▸ Task objective
All of the data needs to be repeated exactly.

▸ The records
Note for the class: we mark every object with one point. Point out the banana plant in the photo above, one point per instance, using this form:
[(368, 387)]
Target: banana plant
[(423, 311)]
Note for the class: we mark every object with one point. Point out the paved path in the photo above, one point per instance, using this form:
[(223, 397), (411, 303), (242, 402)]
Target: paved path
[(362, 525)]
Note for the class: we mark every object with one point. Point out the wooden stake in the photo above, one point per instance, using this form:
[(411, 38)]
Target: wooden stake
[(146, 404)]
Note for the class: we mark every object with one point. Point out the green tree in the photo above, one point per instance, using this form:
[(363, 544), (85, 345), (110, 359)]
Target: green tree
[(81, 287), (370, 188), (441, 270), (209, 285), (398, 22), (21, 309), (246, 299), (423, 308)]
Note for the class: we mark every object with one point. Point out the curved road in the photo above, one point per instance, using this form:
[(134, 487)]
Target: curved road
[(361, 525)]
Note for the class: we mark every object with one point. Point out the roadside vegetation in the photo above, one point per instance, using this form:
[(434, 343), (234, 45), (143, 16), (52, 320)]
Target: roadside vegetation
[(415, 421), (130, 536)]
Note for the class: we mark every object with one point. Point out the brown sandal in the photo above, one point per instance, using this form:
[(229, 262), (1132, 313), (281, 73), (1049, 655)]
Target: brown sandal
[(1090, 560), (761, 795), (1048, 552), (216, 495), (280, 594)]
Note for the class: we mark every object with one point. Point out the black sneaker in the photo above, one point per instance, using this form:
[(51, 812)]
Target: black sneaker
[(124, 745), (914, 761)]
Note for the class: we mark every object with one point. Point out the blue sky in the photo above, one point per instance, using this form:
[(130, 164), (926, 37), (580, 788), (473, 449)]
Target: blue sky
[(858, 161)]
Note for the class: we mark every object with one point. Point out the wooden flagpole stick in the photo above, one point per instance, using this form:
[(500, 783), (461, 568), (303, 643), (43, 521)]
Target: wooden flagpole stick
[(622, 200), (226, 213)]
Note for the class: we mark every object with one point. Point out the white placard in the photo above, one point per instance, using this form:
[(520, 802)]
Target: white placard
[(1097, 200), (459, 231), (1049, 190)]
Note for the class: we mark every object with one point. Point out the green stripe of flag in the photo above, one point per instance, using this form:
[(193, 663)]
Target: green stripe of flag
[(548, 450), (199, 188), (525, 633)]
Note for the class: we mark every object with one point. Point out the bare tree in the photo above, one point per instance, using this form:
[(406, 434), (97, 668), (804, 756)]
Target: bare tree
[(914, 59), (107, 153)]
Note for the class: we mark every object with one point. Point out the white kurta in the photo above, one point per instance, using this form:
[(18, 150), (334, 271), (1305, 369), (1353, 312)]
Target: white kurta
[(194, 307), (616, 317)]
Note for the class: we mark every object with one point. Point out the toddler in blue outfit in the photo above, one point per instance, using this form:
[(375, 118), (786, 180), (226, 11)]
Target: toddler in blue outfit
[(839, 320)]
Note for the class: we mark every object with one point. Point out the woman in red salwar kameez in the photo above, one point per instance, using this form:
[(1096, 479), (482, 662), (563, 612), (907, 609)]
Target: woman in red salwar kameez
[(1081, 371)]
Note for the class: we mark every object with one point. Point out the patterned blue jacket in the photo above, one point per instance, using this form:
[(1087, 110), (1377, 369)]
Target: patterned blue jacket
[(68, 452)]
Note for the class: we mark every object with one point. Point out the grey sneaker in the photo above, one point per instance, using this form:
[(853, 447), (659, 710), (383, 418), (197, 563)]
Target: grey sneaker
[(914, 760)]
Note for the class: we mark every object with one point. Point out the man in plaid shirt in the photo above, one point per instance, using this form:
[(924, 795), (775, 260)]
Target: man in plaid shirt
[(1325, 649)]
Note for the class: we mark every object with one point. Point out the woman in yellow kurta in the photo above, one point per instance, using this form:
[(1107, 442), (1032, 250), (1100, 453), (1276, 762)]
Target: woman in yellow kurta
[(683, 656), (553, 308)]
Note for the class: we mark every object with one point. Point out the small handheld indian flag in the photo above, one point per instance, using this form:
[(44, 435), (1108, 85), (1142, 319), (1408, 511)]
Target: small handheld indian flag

▸ Written answer
Note for the class: we mark every object with one point. Point out the banana plant in the photo above, one point per instance, using this form:
[(368, 387)]
Target: banana plant
[(423, 311)]
Note for the class: we mark every object with one point. Point out the paved path in the photo above, one point per instance, using this form:
[(223, 397), (411, 303), (242, 402)]
Target: paved path
[(362, 525)]
Note for the class: we mark every object with one point. Point out the wooden stake in the photo above, one point per instance, using this form:
[(411, 38)]
Target: wooden stake
[(146, 404)]
Note for the class: we mark every object with one point. Point out the green tree in the photo above, one point per instance, using this form:
[(363, 544), (85, 345), (110, 359)]
Target: green tree
[(81, 287), (370, 188), (441, 270), (209, 285), (398, 22), (21, 309), (246, 299), (423, 308)]
Note for the class: we mark every object with one point. Point out the curved road in the photo above, one point per instance, using this form:
[(134, 487)]
Target: curved road
[(361, 525)]
Note for the class: we mark every object with one point. Point out the roadside vegetation in the photo above, one point per instance, using this form:
[(434, 343), (234, 45), (143, 16), (52, 320)]
Target: roadside vegetation
[(415, 421), (130, 536)]
Note for the class: we mark every object with one point. Point out the brown sandal in the photo above, one point per instance, using this form:
[(229, 262), (1132, 313), (281, 73), (1049, 655)]
Target: brown sandal
[(1090, 560), (761, 795), (1048, 552), (216, 495), (280, 594)]
Note for the class: we mark every object with one point. Point out the black sneaker in the photo above, one point per instance, using this form:
[(51, 812)]
Target: black sneaker
[(124, 745), (914, 761)]
Note for the class: we mark every object with one point. Point out the blue sky in the photo above, one point per instance, using this form:
[(130, 164), (926, 37), (580, 788), (473, 449)]
Target: blue sky
[(858, 161)]
Note for the class: we mark every object with one point. Point out the wooden flagpole stick in the photo above, one point per instance, using this form:
[(500, 783), (461, 568), (303, 643), (43, 521)]
Target: wooden flagpole stick
[(622, 200), (226, 213)]
Note for the class: we mark every object with one point. Point out the white placard in the photo above, one point per instance, using this form:
[(520, 802)]
Target: white placard
[(1097, 200), (459, 231), (1049, 190)]
Note for the class: we mark every object with one point. Point out the green stripe of flag in the photo above, one point per instance, using this form:
[(193, 663)]
Target: green stripe of flag
[(548, 450), (199, 188), (525, 633)]
Note for the class: we mark every object with one point. Point out the bare tree in the photo above, one point per instance, using this form:
[(406, 434), (97, 668), (804, 756)]
Target: bare tree
[(914, 59), (107, 153)]
Note for the class: we mark every object with one point. Point out the white kurta in the photo above, one point per instance, using this form:
[(18, 150), (334, 271), (1305, 369), (1353, 312)]
Target: white kurta
[(194, 307), (616, 317)]
Note for the class: we mark every object with one point. Point out the toddler in blue outfit in the photo above, one point per instance, using this form:
[(375, 118), (786, 180), (226, 11)]
Target: toddler in blue outfit
[(839, 320)]
Note for the class: we mark every object with one point. Point out the woman in red salwar kameez in the photo above, one point per instance, using this form:
[(1096, 479), (482, 662), (563, 612), (907, 609)]
Target: woman in red salwar kameez
[(1081, 371)]
Note for the class: we mark every object with one point. Point out the patterned blue jacket in the photo above, one point per instance, using this form:
[(1087, 110), (1377, 369)]
Target: patterned blue jacket
[(68, 452)]
Note for the class: we mark every object with one point. Point out the grey sneaker in the photo above, one point per instance, using this form:
[(853, 447), (659, 710), (383, 418), (197, 563)]
Target: grey sneaker
[(914, 760)]
Note for the class: we mark every object with one point. Point out the man in plaid shirt in the photo above, one point per instance, using this form:
[(924, 795), (775, 260)]
Target: man in plaid shirt
[(1325, 649)]
Note for the class: we mark every object with one point. Point out the woman in yellow kurta in the photo above, one point per instance, using this form:
[(1107, 442), (1032, 250), (1100, 453), (1276, 762)]
Target: woman in yellow kurta
[(683, 656), (553, 308)]
Note for the class: we mark every object with one point. Point out the small handheld indian flag in the photo above, one point per instance, using this form:
[(44, 435), (1108, 85), (1142, 319), (1408, 511)]
Target: small handheld indian flag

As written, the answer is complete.